Okay, is anything else using IP address in this Subnet that we should know about? Great question, and one which is a good thing to ask whenever we’re allocating an IP address! If we delve into NSX-T, with a little detective work, we’ll be able to find some other addresses which are already in use. First, let’s take a closer look at the T0 Gateway(s) interfaces.

In the image above, although we can see the T0’s Interface “VIP” in the upper red oval, there are actually two HA instances of the gateway, and each has its own, “real” interface, address as we can see in the lower red oval. So that’s accounted for dot-130 (the VIP), 131 and 132 (the interfaces), but that leaves a suspicious gap where dot-129 should be!

To find that, first useable address in the subnet, we need to check the T0’s routing table. In particular, it’s default 0.0.0.0/0 route. We can get to it from that same page, as we can see below.

And there it is! Following the arrows, we see the single static route we have defined, which sends all egress traffic to the parent OCI VCN via the Uplink (1) VLAN. And it does so using a next-hop of dot-129. So, from our example, the first, four useable addresses are allocated to:

  • The Uplink VLAN’s gateway address.
  • The two T0 Gateways’ Interface addresses.
  • The T0 Gateway’s VIP address.

During the SDDC deployment phase, the OCI Provisioning Service makes several calls to request these addresses. These calls can occur asynchronously, so the exact order in which these addresses are allocated can change. Usually during provisioning, the OCI networks (Subnets and VLANs) will be allocated the first useable address as their gateway address, and usually, the T0 VIP is the second useable address. But don’t rely on this, it could change. Always check.

What you will do =
1. Quote the passage on finding used IP addresses in the NSX-T subnet in full, word for word.
2. Pull out each line of the listing that contains the string "instance".
The passage and the listing have no connection to each other.

Data records
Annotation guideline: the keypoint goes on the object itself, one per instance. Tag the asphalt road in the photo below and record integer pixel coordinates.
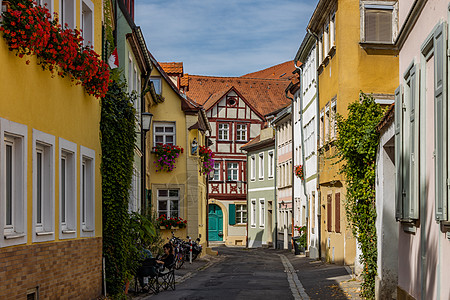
(241, 274)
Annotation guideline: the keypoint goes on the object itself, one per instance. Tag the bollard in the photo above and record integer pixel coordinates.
(190, 250)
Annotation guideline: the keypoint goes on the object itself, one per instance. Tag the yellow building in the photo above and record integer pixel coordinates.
(354, 41)
(179, 121)
(50, 154)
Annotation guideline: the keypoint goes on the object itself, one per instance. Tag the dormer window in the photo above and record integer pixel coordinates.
(231, 100)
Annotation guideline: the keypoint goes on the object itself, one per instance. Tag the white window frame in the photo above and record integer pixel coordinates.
(63, 18)
(383, 5)
(271, 164)
(164, 134)
(231, 167)
(17, 134)
(253, 213)
(88, 28)
(169, 200)
(262, 212)
(223, 132)
(240, 213)
(216, 171)
(87, 190)
(157, 84)
(252, 167)
(68, 151)
(261, 165)
(42, 3)
(44, 144)
(241, 132)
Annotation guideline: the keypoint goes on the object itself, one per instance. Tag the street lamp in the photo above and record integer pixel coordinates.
(146, 121)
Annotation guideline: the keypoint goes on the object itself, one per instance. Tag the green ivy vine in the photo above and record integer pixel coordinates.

Answers per task =
1.
Okay, is anything else using IP address in this Subnet that we should know about? Great question, and one which is a good thing to ask whenever we’re allocating an IP address! If we delve into NSX-T, with a little detective work, we’ll be able to find some other addresses which are already in use. First, let’s take a closer look at the T0 Gateway(s) interfaces.

In the image above, although we can see the T0’s Interface “VIP” in the upper red oval, there are actually two HA instances of the gateway, and each has its own, “real” interface, address as we can see in the lower red oval. So that’s accounted for dot-130 (the VIP), 131 and 132 (the interfaces), but that leaves a suspicious gap where dot-129 should be!

To find that, first useable address in the subnet, we need to check the T0’s routing table. In particular, it’s default 0.0.0.0/0 route. We can get to it from that same page, as we can see below.

And there it is! Following the arrows, we see the single static route we have defined, which sends all egress traffic to the parent OCI VCN via the Uplink (1) VLAN. And it does so using a next-hop of dot-129. So, from our example, the first, four useable addresses are allocated to:

  • The Uplink VLAN’s gateway address.
  • The two T0 Gateways’ Interface addresses.
  • The T0 Gateway’s VIP address.

During the SDDC deployment phase, the OCI Provisioning Service makes several calls to request these addresses. These calls can occur asynchronously, so the exact order in which these addresses are allocated can change. Usually during provisioning, the OCI networks (Subnets and VLANs) will be allocated the first useable address as their gateway address, and usually, the T0 VIP is the second useable address. But don’t rely on this, it could change. Always check.

2.
Annotation guideline: the keypoint goes on the object itself, one per instance. Tag the asphalt road in the photo below and record integer pixel coordinates.
Annotation guideline: the keypoint goes on the object itself, one per instance. Tag the bollard in the photo above and record integer pixel coordinates.
Annotation guideline: the keypoint goes on the object itself, one per instance. Tag the yellow building in the photo above and record integer pixel coordinates.
Annotation guideline: the keypoint goes on the object itself, one per instance. Tag the dormer window in the photo above and record integer pixel coordinates.
Annotation guideline: the keypoint goes on the object itself, one per instance. Tag the white window frame in the photo above and record integer pixel coordinates.
Annotation guideline: the keypoint goes on the object itself, one per instance. Tag the street lamp in the photo above and record integer pixel coordinates.
Annotation guideline: the keypoint goes on the object itself, one per instance. Tag the green ivy vine in the photo above and record integer pixel coordinates.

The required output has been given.